● Problem
The records come next. Copy all of them exactly.

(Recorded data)
****************

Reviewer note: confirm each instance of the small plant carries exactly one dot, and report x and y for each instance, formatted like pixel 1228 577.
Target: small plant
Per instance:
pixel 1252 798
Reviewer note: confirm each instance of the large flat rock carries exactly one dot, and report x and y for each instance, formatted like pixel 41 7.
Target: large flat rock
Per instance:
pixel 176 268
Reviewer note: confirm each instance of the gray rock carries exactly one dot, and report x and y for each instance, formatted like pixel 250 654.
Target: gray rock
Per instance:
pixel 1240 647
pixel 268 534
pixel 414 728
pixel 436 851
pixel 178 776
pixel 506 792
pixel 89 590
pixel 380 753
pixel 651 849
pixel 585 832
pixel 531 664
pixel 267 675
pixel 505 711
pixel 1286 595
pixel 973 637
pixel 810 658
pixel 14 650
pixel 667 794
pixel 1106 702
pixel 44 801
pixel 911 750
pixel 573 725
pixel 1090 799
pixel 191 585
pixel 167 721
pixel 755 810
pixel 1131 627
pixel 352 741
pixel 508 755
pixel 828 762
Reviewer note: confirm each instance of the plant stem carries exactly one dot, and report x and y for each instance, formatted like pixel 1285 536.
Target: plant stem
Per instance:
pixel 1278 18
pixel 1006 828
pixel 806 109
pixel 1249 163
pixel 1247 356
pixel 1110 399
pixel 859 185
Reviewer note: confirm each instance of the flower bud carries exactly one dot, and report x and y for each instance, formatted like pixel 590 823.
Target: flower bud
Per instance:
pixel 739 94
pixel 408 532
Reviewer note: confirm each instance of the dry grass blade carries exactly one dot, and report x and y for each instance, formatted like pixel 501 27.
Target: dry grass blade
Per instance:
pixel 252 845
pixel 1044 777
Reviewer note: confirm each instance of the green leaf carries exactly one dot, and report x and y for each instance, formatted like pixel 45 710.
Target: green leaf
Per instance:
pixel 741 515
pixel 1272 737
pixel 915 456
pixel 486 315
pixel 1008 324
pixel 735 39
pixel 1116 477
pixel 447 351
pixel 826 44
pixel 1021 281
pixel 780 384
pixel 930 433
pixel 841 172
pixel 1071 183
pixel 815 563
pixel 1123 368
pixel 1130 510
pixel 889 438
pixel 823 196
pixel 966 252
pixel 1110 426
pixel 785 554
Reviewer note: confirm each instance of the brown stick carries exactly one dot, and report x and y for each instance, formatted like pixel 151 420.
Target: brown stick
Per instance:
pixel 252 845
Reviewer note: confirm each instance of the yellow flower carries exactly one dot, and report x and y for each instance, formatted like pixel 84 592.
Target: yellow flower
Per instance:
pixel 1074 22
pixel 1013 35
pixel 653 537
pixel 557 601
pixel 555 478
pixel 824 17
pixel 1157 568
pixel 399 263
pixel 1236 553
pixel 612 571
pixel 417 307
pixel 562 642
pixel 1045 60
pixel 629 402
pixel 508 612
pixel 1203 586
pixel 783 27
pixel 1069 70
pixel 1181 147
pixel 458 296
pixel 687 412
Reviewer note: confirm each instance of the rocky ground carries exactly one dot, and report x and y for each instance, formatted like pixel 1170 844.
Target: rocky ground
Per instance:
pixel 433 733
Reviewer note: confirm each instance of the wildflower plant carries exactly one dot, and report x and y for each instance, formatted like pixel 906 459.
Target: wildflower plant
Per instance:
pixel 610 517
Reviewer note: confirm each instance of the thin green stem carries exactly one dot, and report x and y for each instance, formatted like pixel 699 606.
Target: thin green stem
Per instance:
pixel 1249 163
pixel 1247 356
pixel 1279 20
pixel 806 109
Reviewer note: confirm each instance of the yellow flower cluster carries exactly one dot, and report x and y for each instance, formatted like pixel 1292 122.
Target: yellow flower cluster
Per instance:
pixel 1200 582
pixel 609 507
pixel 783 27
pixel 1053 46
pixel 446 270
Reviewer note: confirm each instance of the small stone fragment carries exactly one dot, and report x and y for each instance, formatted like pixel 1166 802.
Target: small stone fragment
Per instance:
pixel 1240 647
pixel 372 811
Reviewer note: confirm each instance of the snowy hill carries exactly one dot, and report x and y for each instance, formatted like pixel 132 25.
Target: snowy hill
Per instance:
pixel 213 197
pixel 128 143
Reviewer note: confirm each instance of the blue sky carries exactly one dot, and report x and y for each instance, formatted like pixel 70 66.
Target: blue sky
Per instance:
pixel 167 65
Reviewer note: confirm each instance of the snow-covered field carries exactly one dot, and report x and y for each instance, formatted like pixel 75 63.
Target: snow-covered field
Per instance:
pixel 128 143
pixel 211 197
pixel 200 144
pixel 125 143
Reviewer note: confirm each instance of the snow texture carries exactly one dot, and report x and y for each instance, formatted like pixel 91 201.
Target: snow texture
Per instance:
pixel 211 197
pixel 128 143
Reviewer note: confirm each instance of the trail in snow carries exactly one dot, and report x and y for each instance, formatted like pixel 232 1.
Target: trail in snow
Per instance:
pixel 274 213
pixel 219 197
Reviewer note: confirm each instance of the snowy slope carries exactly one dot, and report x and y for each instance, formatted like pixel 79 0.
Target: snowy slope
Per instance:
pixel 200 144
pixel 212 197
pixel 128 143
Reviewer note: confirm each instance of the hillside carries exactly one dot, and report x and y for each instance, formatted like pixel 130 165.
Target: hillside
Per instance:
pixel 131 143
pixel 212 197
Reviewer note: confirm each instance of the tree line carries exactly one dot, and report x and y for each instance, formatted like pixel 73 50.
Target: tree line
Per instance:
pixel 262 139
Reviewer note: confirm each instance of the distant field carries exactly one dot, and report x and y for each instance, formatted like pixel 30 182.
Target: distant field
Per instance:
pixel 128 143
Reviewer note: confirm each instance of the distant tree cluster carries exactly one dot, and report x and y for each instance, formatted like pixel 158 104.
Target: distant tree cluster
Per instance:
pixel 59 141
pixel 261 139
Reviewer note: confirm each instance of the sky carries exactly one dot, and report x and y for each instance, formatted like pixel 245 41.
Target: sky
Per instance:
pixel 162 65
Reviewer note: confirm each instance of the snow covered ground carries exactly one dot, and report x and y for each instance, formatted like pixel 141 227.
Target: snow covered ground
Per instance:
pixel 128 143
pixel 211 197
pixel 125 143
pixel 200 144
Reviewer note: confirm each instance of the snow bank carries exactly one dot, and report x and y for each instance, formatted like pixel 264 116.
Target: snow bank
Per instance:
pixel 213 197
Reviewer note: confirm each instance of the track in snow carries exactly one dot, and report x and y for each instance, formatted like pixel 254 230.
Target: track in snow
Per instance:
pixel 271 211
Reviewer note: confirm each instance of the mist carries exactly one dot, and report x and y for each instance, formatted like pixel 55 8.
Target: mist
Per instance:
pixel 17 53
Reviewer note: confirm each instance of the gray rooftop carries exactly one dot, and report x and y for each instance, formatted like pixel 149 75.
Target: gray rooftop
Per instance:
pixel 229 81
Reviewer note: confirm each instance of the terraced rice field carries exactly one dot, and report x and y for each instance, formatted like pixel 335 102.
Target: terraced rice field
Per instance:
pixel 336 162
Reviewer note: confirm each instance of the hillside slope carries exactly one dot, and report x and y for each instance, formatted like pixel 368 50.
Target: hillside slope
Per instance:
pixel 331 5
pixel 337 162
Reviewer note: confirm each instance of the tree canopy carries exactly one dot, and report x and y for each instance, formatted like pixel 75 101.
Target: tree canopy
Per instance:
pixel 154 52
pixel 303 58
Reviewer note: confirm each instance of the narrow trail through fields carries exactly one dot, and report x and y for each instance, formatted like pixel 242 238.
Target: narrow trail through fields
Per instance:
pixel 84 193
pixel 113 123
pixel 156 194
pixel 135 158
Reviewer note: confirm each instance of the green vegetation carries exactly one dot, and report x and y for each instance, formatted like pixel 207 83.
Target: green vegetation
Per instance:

****************

● Answer to this problem
Reviewer note: confirm each instance of the small plant carries exactly one dot, and report x and y for each instance, formatted like pixel 1228 577.
Target: small plant
Per instance:
pixel 1252 798
Reviewer note: confirm each instance of the large flat rock carries exactly one dot, and report x and y for each instance, formatted like pixel 41 7.
Target: large flat rock
Per instance:
pixel 176 268
Reviewer note: confirm each instance of the gray rock carries exactly one dot, and report x and y for each instance, formatted like pixel 250 654.
Target: gray rock
Per instance:
pixel 1240 647
pixel 268 534
pixel 414 728
pixel 436 851
pixel 178 776
pixel 506 792
pixel 89 590
pixel 380 753
pixel 651 849
pixel 585 832
pixel 531 664
pixel 267 675
pixel 505 711
pixel 1286 595
pixel 973 637
pixel 810 658
pixel 14 650
pixel 667 794
pixel 1106 702
pixel 44 801
pixel 911 750
pixel 573 725
pixel 1090 799
pixel 191 585
pixel 167 721
pixel 755 810
pixel 1131 627
pixel 352 741
pixel 508 755
pixel 828 762
Reviewer note: confirm each instance of the plant stem carries exactly one dot, and report x and y for each instance, formatted like pixel 1285 536.
Target: plant stem
Per instance:
pixel 1278 18
pixel 1006 828
pixel 806 109
pixel 1249 163
pixel 1247 356
pixel 1110 399
pixel 859 185
Reviewer note: confirm each instance of the flower bud carries exactly one dot, and report x and y for each instance, formatted like pixel 590 823.
Target: flower bud
Per instance:
pixel 739 94
pixel 408 532
Reviewer note: confirm each instance of the dry grass blade carries exactly one dot, and report x and y for each instance, formatted like pixel 501 27.
Target: dry grass blade
Per instance:
pixel 252 845
pixel 1044 777
Reviewer note: confirm each instance of the green leaf carries exactly one dot, and report x and y for each instance, formatted like pixel 45 710.
Target: green leaf
Per instance:
pixel 741 515
pixel 1272 737
pixel 915 456
pixel 486 315
pixel 1008 324
pixel 735 39
pixel 1116 477
pixel 447 351
pixel 826 44
pixel 1021 281
pixel 780 384
pixel 930 433
pixel 841 172
pixel 1071 183
pixel 815 563
pixel 1123 368
pixel 1130 510
pixel 889 438
pixel 823 196
pixel 966 252
pixel 1110 426
pixel 785 554
Reviewer note: confirm each instance of the brown stick carries exactly one dot, and report x and y for each instance, formatted like pixel 151 420.
Target: brown stick
Per instance:
pixel 252 845
Reviewer note: confirm each instance of the yellow flower carries exactly one dot, and report x and y for each instance, formatted like pixel 84 592.
Target: yellow flower
Per instance:
pixel 1074 22
pixel 1013 35
pixel 653 537
pixel 557 601
pixel 555 478
pixel 824 17
pixel 1157 568
pixel 399 263
pixel 1236 553
pixel 612 571
pixel 417 307
pixel 562 642
pixel 1045 60
pixel 629 402
pixel 508 612
pixel 1203 586
pixel 783 27
pixel 1069 70
pixel 1181 147
pixel 458 296
pixel 687 412
Reviewer note: confirm each instance of the rocky ground carries exactly one dot, and report x and y for each instance, formatted like pixel 1170 844.
Target: rocky ground
Per instance:
pixel 433 733
Reviewer note: confirm each instance of the wildflower plant carries exactly one dot, and report x and y for each instance, formatted like pixel 906 459.
Target: wildflower plant
Per instance:
pixel 610 517
Reviewer note: confirm each instance of the thin green stem carries exactly one dot, and report x and y for each instance, formatted like pixel 699 606.
Target: thin green stem
Per instance:
pixel 1249 163
pixel 1247 356
pixel 1279 20
pixel 806 109
Reviewer note: confirm each instance of the yellow flower cluster carries exactly one dot, and report x and y for each instance, formatted like pixel 1292 122.
Target: yellow flower cluster
Per instance:
pixel 1200 582
pixel 609 507
pixel 783 27
pixel 1053 46
pixel 446 270
Reviewer note: confirm each instance of the small stone fragment carries exactly one dot, and report x and y for each instance, formatted like pixel 1166 802.
Target: small stone fragment
Per instance:
pixel 1240 647
pixel 372 811
Reviewer note: confirm each instance of the snowy hill carries exactly one dot, and report x and y for each instance, formatted like pixel 132 25.
Target: snowy hill
Per instance:
pixel 213 197
pixel 128 143
Reviewer note: confirm each instance of the blue sky carries exactly one dot, and report x and y for each instance, formatted like pixel 70 66.
Target: blue sky
Per instance:
pixel 167 65
Reviewer note: confirm each instance of the snow-covered field carries exactly one dot, and report x and y for each instance, formatted like pixel 75 63.
Target: snow-covered field
Per instance:
pixel 128 143
pixel 211 197
pixel 200 144
pixel 125 143
Reviewer note: confirm each instance of the snow texture carries exactly one dot, and report x and y for each instance, formatted like pixel 91 201.
Target: snow texture
Per instance:
pixel 211 197
pixel 128 143
Reviewer note: confirm each instance of the trail in snow carries exactly one dot, and report x and y for each instance, formatted like pixel 232 1.
Target: trail in snow
Per instance:
pixel 274 213
pixel 219 197
Reviewer note: confirm each instance of the snowy slope carries exactly one dot, and report x and y for each instance, formatted like pixel 79 0.
Target: snowy slope
Per instance:
pixel 200 144
pixel 212 197
pixel 128 143
Reviewer note: confirm each instance of the hillside carries exactly one dot, and report x and y for each instance, formatted like pixel 130 165.
Target: hillside
Per instance:
pixel 131 143
pixel 212 197
Reviewer note: confirm each instance of the tree line carries exactly one dot, and report x and y for each instance, formatted like pixel 73 50.
Target: tree line
Per instance:
pixel 262 139
Reviewer note: confirm each instance of the distant field carries exactly one dot, and report x and y for each instance, formatted like pixel 30 182.
Target: distant field
Per instance:
pixel 128 143
Reviewer note: confirm each instance of the distant tree cluster carries exactly one dot, and report x and y for each instance, formatted like pixel 158 104.
Target: distant tree cluster
Per instance:
pixel 59 141
pixel 261 139
Reviewer note: confirm each instance of the sky carries exactly one dot, and report x and y for each instance, formatted like pixel 245 41.
Target: sky
Per instance:
pixel 162 65
Reviewer note: confirm each instance of the snow covered ground carries exactly one dot, and report x and y for each instance, formatted like pixel 141 227.
Target: snow covered ground
Per instance:
pixel 128 143
pixel 211 197
pixel 125 143
pixel 200 144
Reviewer note: confirm each instance of the snow bank carries exactly one dot, and report x and y for each instance, formatted like pixel 264 116.
Target: snow bank
Per instance:
pixel 213 197
Reviewer note: confirm each instance of the track in snow carries exactly one dot, and report x and y for each instance, formatted like pixel 254 230.
Target: track in snow
Per instance:
pixel 271 211
Reviewer note: confirm each instance of the mist carries exactly one dot, and report x and y for each instance, formatted like pixel 55 8.
Target: mist
Per instance:
pixel 17 53
Reviewer note: confirm each instance of the gray rooftop carries exactly one dot, and report x and y for each instance, formatted like pixel 149 75.
Target: gray rooftop
Per instance:
pixel 229 81
Reviewer note: confirm each instance of the terraced rice field carries exactly one dot, and report x and y for each instance, formatted like pixel 335 102.
Target: terraced rice field
Per instance:
pixel 336 162
Reviewer note: confirm each instance of the hillside slope carries exactly one dot, and report x and y for each instance, formatted like pixel 368 50.
Target: hillside slope
Per instance:
pixel 331 5
pixel 337 162
Reviewer note: confirm each instance of the tree canopy carries exactly one dot, and report x and y for each instance, formatted like pixel 75 101.
Target: tree canopy
Per instance:
pixel 154 52
pixel 303 58
Reviewer note: confirm each instance of the narrow trail through fields carries exactly one dot, and report x and y for each instance, formatted like pixel 242 238.
Target: narrow trail through fields
Per instance:
pixel 84 193
pixel 113 123
pixel 156 194
pixel 135 158
Reviewer note: confirm each instance of the green vegetation carries exactly one dot, and report x and y for each instance, formatted like pixel 207 83.
Target: green vegetation
Per instance:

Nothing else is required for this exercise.